* REQUIRED TASK
Rewrite the listing from the line containing "Target: chair wooden armrest" down to the line containing "104), (124, 104)]", putting "timber" in place of "wooden" and leaving everything else unchanged.

* DATA SECTION

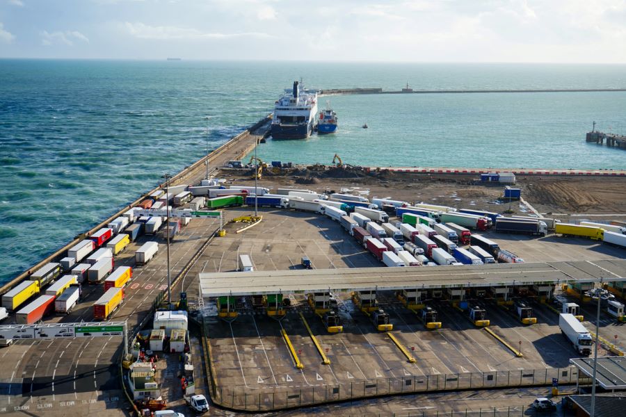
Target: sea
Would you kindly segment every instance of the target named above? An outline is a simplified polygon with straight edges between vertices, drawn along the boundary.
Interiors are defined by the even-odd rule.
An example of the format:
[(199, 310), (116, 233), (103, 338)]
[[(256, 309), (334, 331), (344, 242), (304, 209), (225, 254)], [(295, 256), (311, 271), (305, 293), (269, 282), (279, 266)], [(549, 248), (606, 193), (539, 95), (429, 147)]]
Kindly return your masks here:
[[(626, 88), (626, 65), (0, 59), (0, 284), (272, 111), (284, 89)], [(333, 135), (263, 160), (372, 166), (626, 168), (626, 92), (322, 97)], [(208, 116), (208, 120), (206, 117)], [(367, 123), (369, 129), (362, 126)]]

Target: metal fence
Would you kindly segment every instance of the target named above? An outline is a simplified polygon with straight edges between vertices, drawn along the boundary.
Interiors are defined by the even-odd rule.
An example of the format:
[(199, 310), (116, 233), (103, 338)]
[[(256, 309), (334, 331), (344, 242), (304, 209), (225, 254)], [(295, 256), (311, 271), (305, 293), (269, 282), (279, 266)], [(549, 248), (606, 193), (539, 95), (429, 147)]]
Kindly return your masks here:
[[(414, 393), (552, 385), (554, 380), (558, 381), (560, 384), (570, 384), (576, 383), (577, 377), (576, 368), (570, 367), (378, 378), (373, 381), (306, 386), (298, 389), (280, 387), (251, 389), (244, 386), (217, 385), (215, 386), (213, 400), (216, 403), (230, 409), (268, 411), (331, 402)], [(588, 378), (583, 380), (583, 377), (581, 376), (581, 383), (591, 383), (591, 380), (587, 379)], [(495, 411), (492, 409), (491, 412)], [(507, 409), (506, 412), (509, 412), (509, 410)]]

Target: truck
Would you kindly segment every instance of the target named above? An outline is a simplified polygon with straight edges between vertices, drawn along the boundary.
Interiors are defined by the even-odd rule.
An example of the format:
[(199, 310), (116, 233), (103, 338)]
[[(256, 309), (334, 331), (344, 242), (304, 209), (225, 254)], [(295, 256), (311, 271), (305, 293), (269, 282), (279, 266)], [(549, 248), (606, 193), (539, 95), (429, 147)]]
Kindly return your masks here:
[(452, 228), (441, 223), (435, 223), (432, 227), (437, 232), (437, 234), (444, 237), (455, 245), (458, 245), (458, 235), (456, 234), (455, 231), (452, 230)]
[(476, 230), (487, 230), (490, 221), (488, 218), (464, 213), (442, 213), (439, 220), (442, 223), (451, 222)]
[[(414, 236), (413, 243), (415, 243), (418, 247), (421, 247), (422, 249), (423, 249), (424, 254), (428, 258), (433, 257), (432, 251), (433, 249), (435, 249), (437, 247), (437, 244), (435, 243), (435, 242), (429, 239), (428, 237), (422, 235), (417, 235)], [(443, 250), (443, 252), (446, 252), (442, 249), (442, 250)]]
[(604, 229), (593, 226), (581, 226), (571, 223), (557, 223), (554, 225), (554, 233), (563, 236), (581, 236), (593, 240), (602, 240)]
[(159, 253), (159, 243), (146, 242), (135, 252), (135, 263), (145, 265), (154, 255)]
[(22, 281), (2, 295), (2, 306), (14, 311), (33, 295), (39, 294), (39, 289), (38, 281)]
[(435, 242), (435, 243), (437, 244), (438, 247), (445, 250), (445, 251), (451, 255), (453, 254), (452, 251), (456, 249), (456, 244), (453, 243), (451, 240), (445, 238), (443, 236), (435, 235), (431, 238), (433, 242)]
[(591, 354), (591, 345), (593, 344), (591, 335), (573, 314), (559, 314), (559, 327), (579, 354), (584, 356)]
[(91, 265), (87, 272), (89, 284), (97, 284), (106, 278), (113, 270), (113, 258), (102, 258)]
[(387, 247), (380, 240), (374, 238), (365, 240), (365, 247), (378, 261), (383, 260), (383, 252), (387, 251)]
[(103, 227), (97, 231), (94, 232), (94, 234), (89, 236), (88, 238), (93, 240), (93, 243), (96, 247), (100, 247), (112, 236), (113, 229), (109, 229), (109, 227)]
[(399, 250), (396, 253), (398, 257), (404, 262), (406, 266), (421, 266), (422, 262), (418, 261), (413, 255), (407, 250)]
[(97, 301), (93, 303), (93, 318), (106, 320), (122, 304), (124, 288), (113, 287), (106, 290)]
[(524, 259), (517, 256), (512, 252), (501, 249), (498, 251), (498, 262), (504, 262), (506, 263), (522, 263)]
[(95, 244), (91, 239), (81, 240), (67, 250), (67, 256), (80, 262), (95, 249)]
[(472, 246), (478, 246), (484, 249), (491, 254), (491, 256), (495, 259), (497, 259), (498, 252), (500, 252), (500, 247), (493, 240), (481, 235), (472, 235), (470, 238), (470, 243)]
[(495, 263), (494, 257), (480, 246), (470, 246), (468, 250), (480, 258), (483, 263)]
[(133, 268), (129, 266), (119, 266), (104, 280), (104, 291), (113, 287), (122, 287), (132, 277)]
[(351, 213), (350, 217), (356, 220), (357, 223), (359, 224), (360, 227), (362, 227), (364, 229), (365, 228), (365, 225), (369, 222), (371, 221), (371, 219), (370, 219), (369, 217), (364, 216), (362, 214), (356, 212)]
[(127, 227), (124, 231), (124, 234), (128, 236), (128, 238), (131, 242), (137, 240), (143, 232), (143, 223), (134, 223)]
[(387, 232), (383, 229), (383, 227), (374, 222), (369, 222), (365, 226), (365, 230), (369, 231), (371, 236), (377, 239), (384, 239), (387, 237)]
[(365, 217), (380, 223), (386, 223), (389, 222), (389, 215), (382, 210), (376, 208), (367, 208), (367, 207), (355, 207), (355, 213), (358, 213)]
[(380, 227), (385, 229), (385, 233), (387, 237), (392, 238), (400, 245), (404, 245), (404, 236), (400, 229), (392, 224), (391, 223), (383, 223)]
[(452, 251), (452, 256), (464, 265), (482, 265), (480, 258), (463, 247), (456, 247)]
[(115, 238), (107, 242), (106, 247), (110, 248), (113, 255), (117, 255), (130, 245), (130, 238), (125, 233), (120, 233)]
[(365, 242), (371, 238), (371, 235), (369, 232), (360, 226), (357, 226), (352, 229), (352, 236), (354, 236), (354, 238), (356, 239), (357, 242), (360, 243), (363, 247), (367, 247), (365, 246)]
[(435, 247), (431, 252), (431, 258), (437, 263), (438, 265), (452, 265), (456, 262), (454, 256), (449, 254), (440, 247)]
[(339, 224), (342, 225), (342, 227), (343, 227), (350, 236), (353, 236), (353, 230), (354, 228), (358, 227), (359, 226), (358, 222), (349, 215), (342, 215), (342, 218), (339, 219)]
[(383, 252), (383, 263), (387, 266), (406, 266), (404, 261), (390, 250)]
[(161, 216), (154, 216), (151, 217), (148, 219), (148, 221), (145, 222), (144, 227), (145, 227), (145, 234), (147, 235), (154, 235), (159, 231), (159, 229), (161, 229), (161, 226), (163, 224), (163, 220), (161, 218)]
[(80, 297), (80, 288), (70, 287), (54, 300), (54, 311), (70, 314)]
[(522, 220), (509, 218), (498, 218), (494, 229), (496, 231), (521, 233), (545, 236), (547, 234), (547, 225), (541, 220)]
[[(463, 227), (463, 226), (459, 226), (456, 223), (448, 222), (444, 225), (447, 227), (454, 230), (456, 233), (456, 236), (458, 238), (458, 243), (457, 243), (457, 245), (470, 244), (470, 240), (472, 237), (472, 232), (470, 231), (470, 229), (466, 227)], [(450, 240), (451, 240), (451, 239)]]
[(34, 301), (15, 313), (18, 325), (32, 325), (41, 320), (54, 309), (54, 295), (40, 295)]

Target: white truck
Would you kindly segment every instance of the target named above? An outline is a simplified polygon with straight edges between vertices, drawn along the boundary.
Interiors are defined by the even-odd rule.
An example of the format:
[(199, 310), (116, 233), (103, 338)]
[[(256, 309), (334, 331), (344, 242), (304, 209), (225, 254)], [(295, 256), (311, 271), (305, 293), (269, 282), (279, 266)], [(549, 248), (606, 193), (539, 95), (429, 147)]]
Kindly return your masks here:
[(559, 327), (563, 336), (574, 345), (574, 348), (578, 353), (585, 356), (591, 354), (591, 345), (593, 343), (591, 335), (573, 314), (559, 314)]

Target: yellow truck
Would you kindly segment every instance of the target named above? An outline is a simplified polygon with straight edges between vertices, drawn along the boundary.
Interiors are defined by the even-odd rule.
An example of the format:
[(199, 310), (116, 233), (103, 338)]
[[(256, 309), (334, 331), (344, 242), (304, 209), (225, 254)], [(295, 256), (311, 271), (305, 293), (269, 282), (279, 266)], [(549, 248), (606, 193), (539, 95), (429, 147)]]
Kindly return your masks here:
[(556, 223), (554, 224), (554, 233), (564, 236), (591, 238), (594, 240), (602, 240), (604, 238), (604, 229), (601, 227), (571, 223)]

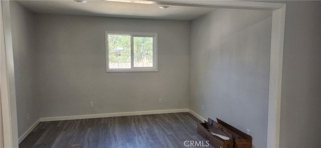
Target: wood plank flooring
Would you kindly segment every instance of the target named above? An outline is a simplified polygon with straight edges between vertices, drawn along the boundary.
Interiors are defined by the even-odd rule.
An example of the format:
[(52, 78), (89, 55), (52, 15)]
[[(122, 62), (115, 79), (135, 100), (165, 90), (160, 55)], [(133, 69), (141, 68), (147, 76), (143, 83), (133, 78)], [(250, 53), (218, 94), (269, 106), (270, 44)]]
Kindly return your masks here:
[(41, 122), (19, 148), (188, 148), (185, 140), (206, 144), (197, 133), (198, 120), (181, 112)]

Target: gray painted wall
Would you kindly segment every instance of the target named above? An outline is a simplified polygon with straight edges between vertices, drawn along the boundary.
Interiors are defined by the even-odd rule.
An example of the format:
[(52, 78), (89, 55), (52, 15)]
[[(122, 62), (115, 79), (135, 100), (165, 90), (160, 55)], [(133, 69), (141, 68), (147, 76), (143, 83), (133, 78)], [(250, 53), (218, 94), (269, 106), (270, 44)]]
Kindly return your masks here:
[(280, 146), (320, 148), (320, 2), (283, 2)]
[(271, 14), (220, 9), (191, 24), (190, 108), (250, 130), (256, 148), (266, 147)]
[[(40, 116), (36, 100), (37, 72), (33, 14), (10, 1), (15, 63), (18, 135), (21, 136)], [(30, 120), (27, 114), (30, 114)]]
[[(41, 117), (188, 108), (189, 21), (35, 20)], [(158, 32), (158, 72), (106, 72), (105, 30)]]

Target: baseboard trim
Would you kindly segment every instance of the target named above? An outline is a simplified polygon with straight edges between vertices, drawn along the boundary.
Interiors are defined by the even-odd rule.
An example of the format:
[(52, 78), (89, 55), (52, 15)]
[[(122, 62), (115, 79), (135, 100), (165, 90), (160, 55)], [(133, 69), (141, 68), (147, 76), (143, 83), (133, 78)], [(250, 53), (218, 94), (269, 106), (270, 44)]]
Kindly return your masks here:
[(203, 118), (202, 116), (199, 114), (196, 114), (194, 111), (192, 110), (191, 109), (189, 109), (189, 112), (191, 113), (191, 114), (193, 114), (195, 117), (197, 118), (201, 121), (203, 122), (204, 121), (207, 121), (207, 120), (206, 120), (205, 118)]
[(166, 113), (175, 113), (175, 112), (189, 112), (189, 109), (175, 109), (175, 110), (148, 110), (148, 111), (139, 111), (132, 112), (123, 112), (108, 114), (85, 114), (79, 116), (54, 116), (54, 117), (46, 117), (40, 118), (40, 122), (51, 122), (57, 120), (78, 120), (84, 118), (106, 118), (112, 116), (121, 116), (135, 115), (144, 115), (144, 114), (159, 114)]
[[(192, 113), (191, 112), (192, 112), (195, 114), (193, 114), (193, 113)], [(38, 120), (37, 120), (32, 126), (30, 126), (30, 128), (28, 130), (27, 130), (27, 131), (25, 132), (25, 133), (24, 133), (24, 134), (23, 134), (23, 135), (22, 135), (19, 138), (18, 142), (19, 142), (19, 143), (20, 144), (27, 137), (27, 136), (28, 136), (28, 134), (30, 134), (30, 132), (32, 132), (32, 130), (34, 130), (34, 129), (35, 129), (36, 126), (38, 126), (40, 122), (98, 118), (106, 118), (106, 117), (112, 117), (112, 116), (121, 116), (152, 114), (184, 112), (191, 112), (191, 114), (193, 114), (194, 116), (197, 117), (197, 116), (195, 116), (195, 114), (197, 114), (191, 110), (189, 108), (182, 108), (182, 109), (139, 111), (139, 112), (115, 112), (115, 113), (108, 113), (108, 114), (85, 114), (85, 115), (79, 115), (79, 116), (41, 118)]]
[(28, 134), (30, 134), (30, 132), (32, 132), (33, 130), (34, 130), (34, 129), (35, 129), (36, 126), (38, 126), (40, 122), (40, 119), (38, 119), (37, 121), (36, 121), (36, 122), (35, 122), (33, 124), (32, 124), (32, 126), (30, 126), (30, 128), (29, 128), (28, 130), (27, 130), (27, 131), (26, 131), (26, 132), (25, 132), (25, 133), (24, 133), (24, 134), (23, 134), (18, 138), (18, 142), (19, 144), (27, 137), (27, 136), (28, 136)]

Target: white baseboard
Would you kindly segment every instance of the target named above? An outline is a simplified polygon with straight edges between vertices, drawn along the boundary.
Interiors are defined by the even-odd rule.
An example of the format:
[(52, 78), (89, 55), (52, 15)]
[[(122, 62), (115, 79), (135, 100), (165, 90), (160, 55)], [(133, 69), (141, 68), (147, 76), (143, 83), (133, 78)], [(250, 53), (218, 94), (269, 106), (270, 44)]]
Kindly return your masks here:
[[(192, 113), (192, 112), (194, 112), (195, 114), (193, 114), (193, 113)], [(195, 116), (197, 117), (197, 116), (195, 116), (195, 114), (196, 114), (194, 112), (190, 110), (188, 108), (183, 108), (183, 109), (139, 111), (139, 112), (115, 112), (115, 113), (100, 114), (85, 114), (85, 115), (79, 115), (79, 116), (41, 118), (38, 120), (37, 120), (32, 126), (31, 126), (25, 133), (24, 133), (24, 134), (21, 136), (19, 138), (18, 141), (19, 142), (19, 144), (20, 144), (20, 142), (22, 142), (26, 138), (26, 137), (27, 137), (27, 136), (28, 134), (30, 134), (30, 132), (32, 132), (33, 130), (34, 130), (34, 129), (36, 128), (36, 126), (37, 126), (40, 122), (51, 122), (51, 121), (91, 118), (106, 118), (106, 117), (111, 117), (111, 116), (127, 116), (144, 115), (144, 114), (152, 114), (184, 112), (191, 112), (192, 114), (193, 114)], [(198, 116), (198, 114), (197, 115)]]
[(200, 116), (199, 114), (196, 114), (196, 112), (194, 112), (194, 111), (191, 110), (190, 109), (189, 109), (189, 112), (191, 113), (191, 114), (195, 116), (195, 117), (197, 118), (200, 120), (202, 122), (204, 122), (205, 120), (205, 121), (207, 120), (206, 120), (205, 118), (203, 118), (202, 116)]
[(22, 142), (27, 137), (27, 136), (28, 136), (28, 134), (30, 134), (30, 132), (31, 132), (34, 130), (34, 129), (35, 129), (36, 126), (38, 126), (40, 122), (40, 119), (38, 119), (38, 120), (36, 121), (36, 122), (33, 124), (32, 124), (32, 126), (30, 126), (30, 128), (29, 128), (27, 130), (27, 131), (26, 131), (26, 132), (25, 132), (25, 133), (24, 133), (24, 134), (23, 134), (18, 139), (18, 142), (19, 142), (19, 144), (20, 144), (21, 142)]
[(40, 118), (40, 122), (42, 122), (78, 120), (78, 119), (98, 118), (106, 118), (106, 117), (111, 117), (111, 116), (135, 116), (135, 115), (159, 114), (166, 114), (166, 113), (183, 112), (189, 112), (189, 110), (188, 108), (183, 108), (183, 109), (167, 110), (139, 111), (139, 112), (132, 112), (85, 114), (85, 115), (79, 115), (79, 116), (46, 117), (46, 118)]

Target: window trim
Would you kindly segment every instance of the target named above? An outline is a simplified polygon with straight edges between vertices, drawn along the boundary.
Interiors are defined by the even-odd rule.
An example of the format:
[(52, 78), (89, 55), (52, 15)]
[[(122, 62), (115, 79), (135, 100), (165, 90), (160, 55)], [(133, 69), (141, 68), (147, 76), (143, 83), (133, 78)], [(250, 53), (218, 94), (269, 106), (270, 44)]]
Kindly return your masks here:
[[(109, 54), (108, 46), (108, 34), (130, 36), (130, 68), (109, 68)], [(158, 72), (157, 66), (157, 33), (138, 32), (105, 32), (106, 72)], [(134, 67), (133, 61), (133, 38), (134, 37), (152, 37), (153, 38), (153, 56), (152, 67)]]

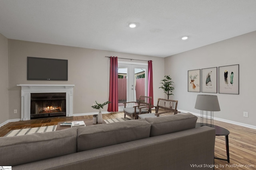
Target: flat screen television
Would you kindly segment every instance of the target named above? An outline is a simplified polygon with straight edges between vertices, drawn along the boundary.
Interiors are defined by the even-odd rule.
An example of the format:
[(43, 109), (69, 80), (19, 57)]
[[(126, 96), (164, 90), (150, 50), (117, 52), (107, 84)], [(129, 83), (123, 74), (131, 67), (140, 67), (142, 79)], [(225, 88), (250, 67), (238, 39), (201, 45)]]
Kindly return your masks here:
[(27, 57), (27, 79), (68, 80), (68, 60)]

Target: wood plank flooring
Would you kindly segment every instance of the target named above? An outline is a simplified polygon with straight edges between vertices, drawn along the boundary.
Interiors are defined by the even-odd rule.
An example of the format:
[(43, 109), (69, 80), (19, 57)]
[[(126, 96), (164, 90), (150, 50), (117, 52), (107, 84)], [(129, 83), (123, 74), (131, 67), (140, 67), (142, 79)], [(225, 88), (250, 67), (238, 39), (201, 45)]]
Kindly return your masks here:
[[(124, 117), (124, 113), (117, 112), (104, 114), (102, 117), (104, 119)], [(61, 121), (91, 118), (92, 118), (92, 115), (39, 119), (10, 122), (0, 127), (0, 137), (4, 136), (12, 129), (54, 125)], [(200, 121), (200, 119), (198, 120)], [(227, 129), (230, 132), (228, 135), (230, 163), (225, 160), (214, 159), (214, 169), (256, 169), (256, 129), (216, 120), (214, 120), (214, 123)], [(226, 158), (224, 136), (216, 136), (215, 153), (215, 156)]]

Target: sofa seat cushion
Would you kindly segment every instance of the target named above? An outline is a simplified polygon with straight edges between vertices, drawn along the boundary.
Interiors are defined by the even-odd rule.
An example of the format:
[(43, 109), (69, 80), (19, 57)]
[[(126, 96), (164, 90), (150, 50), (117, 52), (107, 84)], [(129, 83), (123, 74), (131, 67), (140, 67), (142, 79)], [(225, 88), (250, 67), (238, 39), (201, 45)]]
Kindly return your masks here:
[[(129, 114), (131, 115), (133, 115), (134, 113), (134, 107), (126, 107), (124, 108), (124, 111), (126, 113)], [(148, 109), (141, 109), (141, 113), (145, 113), (148, 112)], [(140, 109), (136, 107), (136, 113), (140, 113)]]
[(194, 128), (197, 117), (188, 113), (145, 118), (145, 120), (151, 124), (150, 136), (152, 137)]
[(144, 119), (78, 128), (77, 151), (81, 152), (149, 137), (151, 125)]
[(148, 114), (141, 114), (138, 115), (140, 119), (145, 119), (147, 117), (156, 117), (154, 113), (151, 113)]
[(0, 137), (0, 165), (14, 166), (75, 153), (76, 128)]

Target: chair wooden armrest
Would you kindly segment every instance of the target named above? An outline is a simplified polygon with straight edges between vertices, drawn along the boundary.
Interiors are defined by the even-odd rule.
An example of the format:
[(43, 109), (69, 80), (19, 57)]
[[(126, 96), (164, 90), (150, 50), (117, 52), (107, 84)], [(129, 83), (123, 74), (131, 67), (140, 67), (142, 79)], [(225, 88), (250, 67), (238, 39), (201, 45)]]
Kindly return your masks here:
[(124, 108), (126, 108), (126, 104), (128, 104), (128, 103), (138, 103), (138, 102), (129, 102), (123, 103), (123, 104), (124, 104)]

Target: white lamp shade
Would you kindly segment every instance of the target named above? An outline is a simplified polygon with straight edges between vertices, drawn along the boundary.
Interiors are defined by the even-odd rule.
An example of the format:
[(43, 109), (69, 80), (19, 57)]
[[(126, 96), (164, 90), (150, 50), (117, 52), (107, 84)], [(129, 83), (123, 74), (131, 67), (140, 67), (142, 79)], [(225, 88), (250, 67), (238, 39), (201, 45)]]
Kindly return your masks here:
[(215, 95), (197, 95), (195, 109), (206, 111), (220, 111), (218, 96)]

* SOLUTION
Target: chair timber armrest
Would you kindly segment every instance of the target named above? An outline is a simplified polygon with straight edges between vertices, drawn along the boundary.
Interiors are defined by the even-odd rule.
An example of the format:
[(43, 109), (69, 80), (19, 57)]
[[(126, 96), (164, 90), (150, 50), (117, 52), (107, 84)], [(129, 83), (123, 74), (131, 67), (140, 67), (142, 79)], [(225, 88), (250, 67), (238, 39), (201, 45)]]
Kindly return your masks here:
[(124, 108), (126, 108), (126, 104), (128, 104), (128, 103), (138, 103), (138, 102), (129, 102), (123, 103), (123, 104), (124, 104)]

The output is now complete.